PROBLEM TO WORK ON: All lines below must be repeated exactly, with the pictures omitted.

※ ※ ※

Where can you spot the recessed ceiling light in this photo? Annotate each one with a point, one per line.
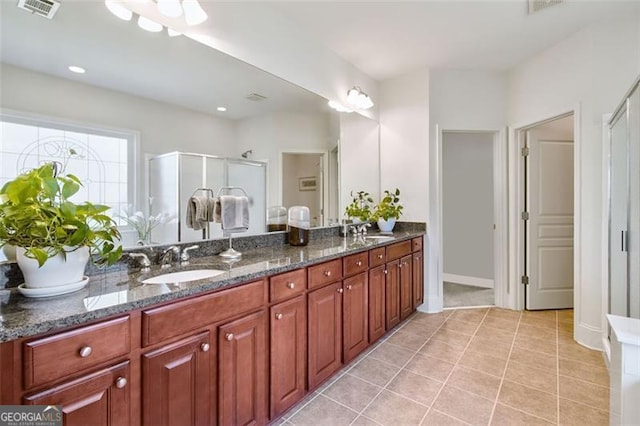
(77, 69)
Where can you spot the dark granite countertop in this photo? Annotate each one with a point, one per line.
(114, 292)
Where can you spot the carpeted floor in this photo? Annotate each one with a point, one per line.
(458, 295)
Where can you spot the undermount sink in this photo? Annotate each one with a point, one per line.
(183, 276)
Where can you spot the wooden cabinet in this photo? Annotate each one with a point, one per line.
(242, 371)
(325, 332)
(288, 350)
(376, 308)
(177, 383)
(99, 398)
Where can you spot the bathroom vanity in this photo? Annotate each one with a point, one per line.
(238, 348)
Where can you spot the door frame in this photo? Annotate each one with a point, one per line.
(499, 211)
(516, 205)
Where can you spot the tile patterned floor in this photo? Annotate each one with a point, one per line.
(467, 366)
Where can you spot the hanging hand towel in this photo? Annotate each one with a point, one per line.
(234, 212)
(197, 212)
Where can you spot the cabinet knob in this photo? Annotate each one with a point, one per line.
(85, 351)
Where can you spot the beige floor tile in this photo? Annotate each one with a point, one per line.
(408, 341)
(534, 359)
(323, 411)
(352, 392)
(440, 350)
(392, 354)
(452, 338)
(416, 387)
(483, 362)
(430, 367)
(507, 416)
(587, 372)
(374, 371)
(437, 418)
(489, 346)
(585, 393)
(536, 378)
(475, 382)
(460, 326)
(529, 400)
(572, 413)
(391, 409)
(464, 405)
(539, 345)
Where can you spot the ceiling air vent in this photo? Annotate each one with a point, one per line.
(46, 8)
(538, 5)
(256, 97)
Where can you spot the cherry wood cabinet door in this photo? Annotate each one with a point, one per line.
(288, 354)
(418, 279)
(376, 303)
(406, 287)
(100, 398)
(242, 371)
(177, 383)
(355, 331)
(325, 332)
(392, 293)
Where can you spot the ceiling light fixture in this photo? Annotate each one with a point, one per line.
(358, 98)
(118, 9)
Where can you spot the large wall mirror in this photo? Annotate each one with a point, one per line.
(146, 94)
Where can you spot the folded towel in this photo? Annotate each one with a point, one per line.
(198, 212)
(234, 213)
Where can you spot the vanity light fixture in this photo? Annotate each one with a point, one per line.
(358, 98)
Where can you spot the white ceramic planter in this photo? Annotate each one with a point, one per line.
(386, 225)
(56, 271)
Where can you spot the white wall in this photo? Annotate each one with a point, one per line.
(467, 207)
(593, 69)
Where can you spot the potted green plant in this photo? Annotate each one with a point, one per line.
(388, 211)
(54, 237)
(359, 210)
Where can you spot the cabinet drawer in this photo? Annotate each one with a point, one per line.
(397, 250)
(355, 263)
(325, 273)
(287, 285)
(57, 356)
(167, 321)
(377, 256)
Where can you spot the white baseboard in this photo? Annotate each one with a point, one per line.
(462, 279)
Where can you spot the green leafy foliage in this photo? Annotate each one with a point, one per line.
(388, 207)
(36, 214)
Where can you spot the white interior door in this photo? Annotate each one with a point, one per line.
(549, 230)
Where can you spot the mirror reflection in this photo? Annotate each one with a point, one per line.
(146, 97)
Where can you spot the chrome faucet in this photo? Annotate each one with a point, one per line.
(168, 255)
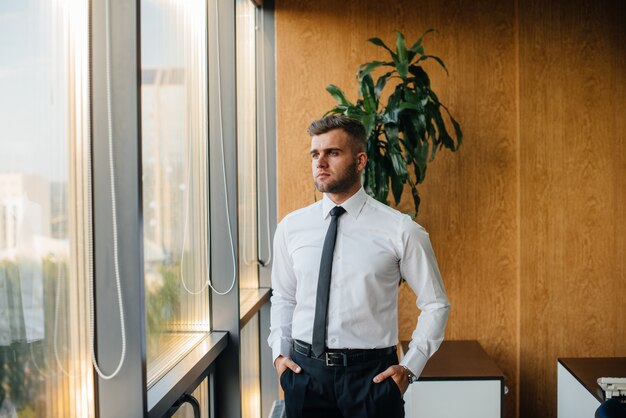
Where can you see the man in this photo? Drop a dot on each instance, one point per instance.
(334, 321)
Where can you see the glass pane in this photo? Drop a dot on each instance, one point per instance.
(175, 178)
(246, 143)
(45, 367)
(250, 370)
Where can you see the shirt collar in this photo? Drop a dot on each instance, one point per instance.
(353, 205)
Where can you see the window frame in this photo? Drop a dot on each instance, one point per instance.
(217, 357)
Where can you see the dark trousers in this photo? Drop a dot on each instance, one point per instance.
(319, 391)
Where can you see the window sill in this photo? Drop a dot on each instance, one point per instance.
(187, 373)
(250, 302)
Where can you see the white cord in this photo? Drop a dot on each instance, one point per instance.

※ ※ ※

SOLUTION TO THE EXERCISE:
Where can you spot the recessed ceiling light in this photo? Annotate each one with a point, one per line.
(77, 69)
Where can you spot the dark granite countertop in this photo? Annotate each one with a point, one per line.
(114, 292)
Where can you spot the carpeted floor in this photo? Annotate each one with a point, one per line.
(458, 295)
Where can you spot the undermount sink in this photo? Annotate each one with a point, one per line.
(183, 276)
Where can you spot the wooden cabinet in this photo? Annotate each one with a point, one per line.
(242, 371)
(325, 332)
(288, 350)
(376, 308)
(177, 383)
(99, 398)
Where can you spot the bathroom vanity in this photo? Annotate each one with a point, one per line.
(238, 348)
Where can you spot the door frame in this photo? Annotate each one with a point, one per line.
(499, 211)
(516, 205)
Where can you spot the tile patterned floor in this photo? Annotate each one with a point, one per line.
(467, 366)
Where can you spot the hanging hand towel in this photo? Annotate each one with a point, one per line.
(234, 212)
(197, 212)
Where can you spot the cabinet knob in this photo? Annotate each one with a point, one per line.
(85, 351)
Where can you spot the beige floor tile in this photo? Annotate each one with a point, one per line.
(408, 341)
(534, 359)
(323, 411)
(352, 392)
(440, 350)
(392, 354)
(452, 338)
(416, 387)
(483, 362)
(430, 367)
(507, 416)
(587, 372)
(374, 371)
(437, 418)
(489, 346)
(585, 393)
(536, 378)
(475, 382)
(460, 326)
(529, 400)
(572, 413)
(391, 409)
(464, 405)
(539, 345)
Where can you spot the ceiling air vent in this photo? Annotate each one with a point, one per line.
(46, 8)
(538, 5)
(256, 97)
Where can you spot the cherry wood cabinet door in this photo? Annotate each one with a point, one per line.
(288, 354)
(418, 279)
(376, 303)
(406, 287)
(100, 398)
(242, 371)
(177, 383)
(355, 331)
(325, 332)
(392, 293)
Where can you spot the ceiling light fixture in this photo? Annotate each one with a point, one per line.
(358, 98)
(118, 9)
Where can you spot the large wall mirror in this photo? Annotate each one with a point, one per line.
(146, 94)
Where can you spot the folded towel in this photo? Annotate each one with a point, one per line.
(198, 212)
(234, 213)
Where can you spot the vanity light fixture in this photo? Annotate each one with a point, one per line.
(358, 98)
Where can you spot the white ceramic planter in this photo? Annotate each one with a point, one per line.
(386, 225)
(56, 271)
Where can you spot the white wall in this photo? Annotate each one with a point, one per line.
(467, 207)
(593, 69)
Where can you spot the potted green plant in this photo? Annotate each one with a point, one per line.
(388, 211)
(54, 237)
(359, 210)
Where can you spot the cabinet drawer in this photo? Annotate each one with a point, one per line.
(397, 250)
(355, 263)
(325, 273)
(287, 285)
(57, 356)
(167, 321)
(377, 256)
Where can you spot the white baseboard in this photo? Annotate each one with a point, one per line.
(462, 279)
Where can you spot the green leafy foliage in this photo? Annotate each one with a point, one per line.
(388, 207)
(36, 214)
Where can you spot the white interior door in this photo? Annotate each one with a point, one per line.
(549, 230)
Where can you spot the mirror reflection in this photo? Annotate each one with a point, one per line.
(146, 97)
Where can you spot the chrome faucet in this photo? Annotate each one with a point, one per line.
(168, 255)
Where can you see the man in this photo? Drop a dot on each instance, one point per instance.
(334, 321)
Where can you see the glass pane in this photo? Drop a dot on each instance, one point per instance.
(175, 178)
(246, 143)
(45, 367)
(250, 370)
Where can you see the shirt collar in this photo? Drop a dot on each instance, one point per instance.
(353, 205)
Where can you see the window frame in this photo? Drop a dot on each instance, one point per instance.
(217, 357)
Where can you see the dark trousers in this photo? Drop a dot on each instance, one point per instance.
(319, 391)
Where can you see the window sill in this photo? Drop a dot on each instance, one point per instance.
(187, 373)
(250, 302)
Where can you see the white cord in this photo? Drop a dot on each instance, one point per instance.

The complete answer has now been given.